### PROBLEM 1
According to the court excerpt, on what date did the plaintiff file her original Complaint?
### PROBLEM 2
Repeat the portion of the court excerpt starting with "The IED Defendants and" and going on through "can be granted.".

Plaintiff Carmen Iris Rivera Perez ("Rivera") filed her original Complaint on February 9, 2000 under Article 1802 of the Puerto Rico Civil Code, alleging that she suffered injuries as a result of medical malpractice on the part of Defendants, and invoking diversity jurisdiction pursuant to 28 U.S.C. § 1332 because she claims that she is domiciled in New York while all Defendants are domiciled in Puerto Rico. Thereafter, on June 16, 2000, Plaintiff amended her Complaint to include two new parties. Plaintiff seeks a total of $3,300,000.00 (three million, three hundred thousand dollars) in damages, in addition to interest, expenses and attorney's fees.
These two parties, Dr. Ramón Sotomayor and Dr. Miguel Palacios, were subsequently dismissed from the action pursuant to Plaintiff's Motion for Voluntary Dismissal and this Court's Judgment (docket No. 54).
The IED Defendants and co-Defendant HIMA contend that this Court does not have diversity jurisdiction over the instant case. Accordingly, they moved for summary judgment pursuant to Rule 12(b)(1) of the Federal Rules of Civil Procedure. Defendants argue that Plaintiff had not established the requisite minimal contacts with New York, where she alleges that she was residing, at the time she filed the Complaint sufficient to warrant diversity of citizenship. Co-Defendant HIMA has also moved for Partial Summary Judgment on its own behalf arguing that Plaintiff's allegations against it are unsubstantiated and unfounded, and fail to amount to a cause of action for which relief can be granted.
The IED Defendants filed a summary judgment motion contesting diversity jurisdiction on August 24, 2000 which co-Defendant HIMA joined on September 6, 2000.

### DATA FOR ANALYSIS
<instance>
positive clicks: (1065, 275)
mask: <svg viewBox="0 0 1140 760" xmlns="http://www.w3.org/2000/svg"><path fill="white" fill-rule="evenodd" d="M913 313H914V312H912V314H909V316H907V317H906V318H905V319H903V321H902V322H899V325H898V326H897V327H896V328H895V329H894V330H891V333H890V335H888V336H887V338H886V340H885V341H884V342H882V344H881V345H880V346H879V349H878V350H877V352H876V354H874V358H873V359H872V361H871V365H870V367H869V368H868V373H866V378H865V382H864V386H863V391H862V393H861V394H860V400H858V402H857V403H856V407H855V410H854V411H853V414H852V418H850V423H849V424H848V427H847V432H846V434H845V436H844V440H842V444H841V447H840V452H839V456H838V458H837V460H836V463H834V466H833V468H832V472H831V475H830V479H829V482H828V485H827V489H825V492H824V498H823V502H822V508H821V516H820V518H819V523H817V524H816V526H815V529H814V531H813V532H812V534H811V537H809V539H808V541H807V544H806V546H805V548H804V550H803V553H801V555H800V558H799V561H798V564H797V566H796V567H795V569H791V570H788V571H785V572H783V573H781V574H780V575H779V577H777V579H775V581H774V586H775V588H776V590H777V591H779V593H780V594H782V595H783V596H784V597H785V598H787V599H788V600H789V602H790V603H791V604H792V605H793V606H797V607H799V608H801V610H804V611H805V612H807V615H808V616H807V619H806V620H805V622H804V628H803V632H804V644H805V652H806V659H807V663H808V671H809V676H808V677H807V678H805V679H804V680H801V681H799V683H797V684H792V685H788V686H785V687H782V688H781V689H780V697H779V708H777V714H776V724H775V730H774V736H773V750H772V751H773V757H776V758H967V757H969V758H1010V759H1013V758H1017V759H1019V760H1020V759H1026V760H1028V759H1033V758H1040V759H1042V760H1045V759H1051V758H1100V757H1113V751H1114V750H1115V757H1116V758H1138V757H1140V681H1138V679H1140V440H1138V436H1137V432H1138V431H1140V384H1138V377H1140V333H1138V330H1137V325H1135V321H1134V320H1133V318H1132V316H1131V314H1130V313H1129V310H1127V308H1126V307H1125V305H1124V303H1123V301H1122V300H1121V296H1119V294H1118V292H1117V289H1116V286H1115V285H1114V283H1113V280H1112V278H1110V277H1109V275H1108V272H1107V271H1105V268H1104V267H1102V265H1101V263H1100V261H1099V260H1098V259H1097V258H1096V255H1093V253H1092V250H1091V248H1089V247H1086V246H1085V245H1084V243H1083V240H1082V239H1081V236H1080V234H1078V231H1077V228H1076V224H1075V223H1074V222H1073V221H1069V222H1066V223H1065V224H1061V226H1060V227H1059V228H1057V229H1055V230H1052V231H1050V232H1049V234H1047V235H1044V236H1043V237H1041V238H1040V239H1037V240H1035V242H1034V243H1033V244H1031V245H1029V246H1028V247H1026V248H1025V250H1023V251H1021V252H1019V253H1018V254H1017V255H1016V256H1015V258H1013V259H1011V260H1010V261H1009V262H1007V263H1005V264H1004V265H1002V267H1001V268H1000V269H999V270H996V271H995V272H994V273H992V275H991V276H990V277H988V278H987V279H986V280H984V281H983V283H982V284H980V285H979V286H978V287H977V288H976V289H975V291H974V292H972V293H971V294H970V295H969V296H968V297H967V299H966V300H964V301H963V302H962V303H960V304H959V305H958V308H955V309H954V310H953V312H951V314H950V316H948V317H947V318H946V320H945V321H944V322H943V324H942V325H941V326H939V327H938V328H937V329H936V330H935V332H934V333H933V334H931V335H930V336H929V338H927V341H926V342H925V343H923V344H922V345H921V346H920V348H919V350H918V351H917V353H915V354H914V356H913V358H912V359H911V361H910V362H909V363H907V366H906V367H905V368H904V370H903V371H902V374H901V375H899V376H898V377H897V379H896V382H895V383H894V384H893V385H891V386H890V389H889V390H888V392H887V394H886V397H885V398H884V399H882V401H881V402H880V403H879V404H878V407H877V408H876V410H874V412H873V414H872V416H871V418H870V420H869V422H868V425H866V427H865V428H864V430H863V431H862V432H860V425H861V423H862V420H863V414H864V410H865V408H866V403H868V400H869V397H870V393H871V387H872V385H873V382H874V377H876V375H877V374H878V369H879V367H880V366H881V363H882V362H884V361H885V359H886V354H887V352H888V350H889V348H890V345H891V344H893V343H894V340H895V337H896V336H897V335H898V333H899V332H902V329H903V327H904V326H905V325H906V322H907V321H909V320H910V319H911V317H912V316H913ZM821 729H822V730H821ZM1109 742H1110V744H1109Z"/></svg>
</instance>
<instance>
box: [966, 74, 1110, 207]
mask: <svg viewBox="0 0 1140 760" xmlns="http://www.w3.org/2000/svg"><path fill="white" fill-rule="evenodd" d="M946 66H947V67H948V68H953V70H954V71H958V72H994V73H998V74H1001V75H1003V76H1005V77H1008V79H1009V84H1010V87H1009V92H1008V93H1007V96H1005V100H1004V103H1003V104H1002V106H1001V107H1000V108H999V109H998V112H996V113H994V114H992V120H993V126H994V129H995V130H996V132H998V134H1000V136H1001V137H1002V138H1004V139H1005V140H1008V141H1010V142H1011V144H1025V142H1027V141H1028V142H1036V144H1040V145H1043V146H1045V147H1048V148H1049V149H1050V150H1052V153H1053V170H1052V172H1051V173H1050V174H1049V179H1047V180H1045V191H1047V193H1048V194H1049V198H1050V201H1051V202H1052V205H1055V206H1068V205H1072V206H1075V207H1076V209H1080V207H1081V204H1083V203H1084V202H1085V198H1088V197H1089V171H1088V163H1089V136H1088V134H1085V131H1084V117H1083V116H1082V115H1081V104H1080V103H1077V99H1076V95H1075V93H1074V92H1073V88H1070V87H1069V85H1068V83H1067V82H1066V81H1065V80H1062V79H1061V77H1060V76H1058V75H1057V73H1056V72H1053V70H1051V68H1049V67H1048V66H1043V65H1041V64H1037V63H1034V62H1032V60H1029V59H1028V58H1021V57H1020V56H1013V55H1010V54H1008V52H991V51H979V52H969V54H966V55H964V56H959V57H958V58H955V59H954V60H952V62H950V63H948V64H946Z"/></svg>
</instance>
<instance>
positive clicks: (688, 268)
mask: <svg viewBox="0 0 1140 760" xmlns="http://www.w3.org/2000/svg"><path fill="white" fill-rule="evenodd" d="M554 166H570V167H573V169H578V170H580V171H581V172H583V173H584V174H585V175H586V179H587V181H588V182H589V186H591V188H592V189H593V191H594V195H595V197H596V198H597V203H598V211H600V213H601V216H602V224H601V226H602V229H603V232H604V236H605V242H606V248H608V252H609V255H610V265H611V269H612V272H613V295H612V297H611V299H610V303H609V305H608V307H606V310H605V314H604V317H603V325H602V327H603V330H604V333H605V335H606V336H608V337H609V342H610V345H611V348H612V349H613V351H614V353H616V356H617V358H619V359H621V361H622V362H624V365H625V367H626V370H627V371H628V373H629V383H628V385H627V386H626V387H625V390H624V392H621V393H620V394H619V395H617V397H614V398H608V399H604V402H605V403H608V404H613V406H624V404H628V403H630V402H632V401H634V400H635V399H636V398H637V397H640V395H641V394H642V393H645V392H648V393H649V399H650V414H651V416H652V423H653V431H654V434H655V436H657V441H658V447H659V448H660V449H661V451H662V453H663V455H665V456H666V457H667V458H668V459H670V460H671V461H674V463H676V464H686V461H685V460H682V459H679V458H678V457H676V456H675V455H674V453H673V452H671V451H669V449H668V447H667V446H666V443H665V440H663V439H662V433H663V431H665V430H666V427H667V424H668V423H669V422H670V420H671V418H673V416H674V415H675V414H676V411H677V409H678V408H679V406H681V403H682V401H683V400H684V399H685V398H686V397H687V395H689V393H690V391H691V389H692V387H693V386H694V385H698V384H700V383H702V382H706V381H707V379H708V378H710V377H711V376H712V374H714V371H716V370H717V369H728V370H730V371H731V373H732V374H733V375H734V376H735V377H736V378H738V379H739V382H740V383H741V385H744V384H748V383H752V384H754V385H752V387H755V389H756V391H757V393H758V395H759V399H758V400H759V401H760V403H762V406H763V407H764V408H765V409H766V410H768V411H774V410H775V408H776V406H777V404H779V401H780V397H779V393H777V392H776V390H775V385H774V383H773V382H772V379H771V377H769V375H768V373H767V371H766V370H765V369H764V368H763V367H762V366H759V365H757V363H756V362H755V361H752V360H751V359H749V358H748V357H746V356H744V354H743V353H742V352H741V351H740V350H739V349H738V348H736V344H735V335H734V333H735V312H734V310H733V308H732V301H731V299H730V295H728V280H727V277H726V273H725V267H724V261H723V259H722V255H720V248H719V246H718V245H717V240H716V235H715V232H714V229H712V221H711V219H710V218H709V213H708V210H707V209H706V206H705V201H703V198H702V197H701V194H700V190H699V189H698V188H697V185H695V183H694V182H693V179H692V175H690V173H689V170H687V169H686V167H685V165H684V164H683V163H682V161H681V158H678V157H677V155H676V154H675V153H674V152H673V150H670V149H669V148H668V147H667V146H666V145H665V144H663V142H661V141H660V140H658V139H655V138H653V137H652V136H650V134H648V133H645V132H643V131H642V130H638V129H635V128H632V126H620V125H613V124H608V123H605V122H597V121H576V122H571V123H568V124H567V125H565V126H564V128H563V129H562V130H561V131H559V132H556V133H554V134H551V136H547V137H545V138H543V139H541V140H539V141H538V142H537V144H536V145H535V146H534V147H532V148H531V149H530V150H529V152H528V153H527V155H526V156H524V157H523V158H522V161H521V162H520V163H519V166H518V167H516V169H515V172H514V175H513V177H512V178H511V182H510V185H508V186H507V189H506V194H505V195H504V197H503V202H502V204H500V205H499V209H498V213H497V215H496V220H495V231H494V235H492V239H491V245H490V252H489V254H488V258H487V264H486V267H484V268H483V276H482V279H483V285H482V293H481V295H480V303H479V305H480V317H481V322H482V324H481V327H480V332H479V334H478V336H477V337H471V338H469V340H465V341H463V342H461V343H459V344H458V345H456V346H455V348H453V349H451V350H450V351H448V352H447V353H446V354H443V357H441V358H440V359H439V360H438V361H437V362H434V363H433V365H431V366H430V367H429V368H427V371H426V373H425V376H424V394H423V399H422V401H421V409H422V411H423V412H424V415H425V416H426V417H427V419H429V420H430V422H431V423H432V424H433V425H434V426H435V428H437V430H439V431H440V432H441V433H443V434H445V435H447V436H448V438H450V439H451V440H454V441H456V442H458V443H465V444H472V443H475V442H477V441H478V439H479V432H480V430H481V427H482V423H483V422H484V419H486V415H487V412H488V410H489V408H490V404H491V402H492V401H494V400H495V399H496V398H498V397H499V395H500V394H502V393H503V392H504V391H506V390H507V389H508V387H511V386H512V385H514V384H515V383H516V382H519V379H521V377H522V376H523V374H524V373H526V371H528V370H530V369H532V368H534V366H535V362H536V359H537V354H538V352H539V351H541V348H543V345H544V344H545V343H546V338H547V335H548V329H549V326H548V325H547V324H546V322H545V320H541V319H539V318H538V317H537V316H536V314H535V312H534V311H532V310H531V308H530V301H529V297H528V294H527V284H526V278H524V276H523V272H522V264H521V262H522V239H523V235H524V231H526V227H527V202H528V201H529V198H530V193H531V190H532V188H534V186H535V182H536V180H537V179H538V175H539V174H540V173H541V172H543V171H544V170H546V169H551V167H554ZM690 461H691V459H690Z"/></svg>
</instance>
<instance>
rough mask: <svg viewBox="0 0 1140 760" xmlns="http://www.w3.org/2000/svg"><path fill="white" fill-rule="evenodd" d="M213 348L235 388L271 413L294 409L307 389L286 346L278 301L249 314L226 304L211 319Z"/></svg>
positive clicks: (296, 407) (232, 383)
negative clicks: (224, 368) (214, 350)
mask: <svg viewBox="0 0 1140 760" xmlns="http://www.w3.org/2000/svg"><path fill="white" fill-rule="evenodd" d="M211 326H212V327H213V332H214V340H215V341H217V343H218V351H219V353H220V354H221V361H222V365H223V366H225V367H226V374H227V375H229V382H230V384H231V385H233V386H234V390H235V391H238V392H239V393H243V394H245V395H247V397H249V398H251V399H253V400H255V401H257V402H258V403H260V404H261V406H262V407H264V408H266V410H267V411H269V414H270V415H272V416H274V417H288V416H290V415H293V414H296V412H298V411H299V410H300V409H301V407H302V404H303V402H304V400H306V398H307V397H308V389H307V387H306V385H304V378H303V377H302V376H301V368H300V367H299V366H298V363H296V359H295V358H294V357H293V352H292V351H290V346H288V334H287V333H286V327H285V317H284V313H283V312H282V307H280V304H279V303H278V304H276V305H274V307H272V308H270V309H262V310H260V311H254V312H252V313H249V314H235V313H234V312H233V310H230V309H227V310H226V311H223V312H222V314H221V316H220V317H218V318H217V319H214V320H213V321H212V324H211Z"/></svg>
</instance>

### ANSWER SECTION 1
February 9, 2000

### ANSWER SECTION 2
The IED Defendants and co-Defendant HIMA contend that this Court does not have diversity jurisdiction over the instant case. Accordingly, they moved for summary judgment pursuant to Rule 12(b)(1) of the Federal Rules of Civil Procedure. Defendants argue that Plaintiff had not established the requisite minimal contacts with New York, where she alleges that she was residing, at the time she filed the Complaint sufficient to warrant diversity of citizenship. Co-Defendant HIMA has also moved for Partial Summary Judgment on its own behalf arguing that Plaintiff's allegations against it are unsubstantiated and unfounded, and fail to amount to a cause of action for which relief can be granted.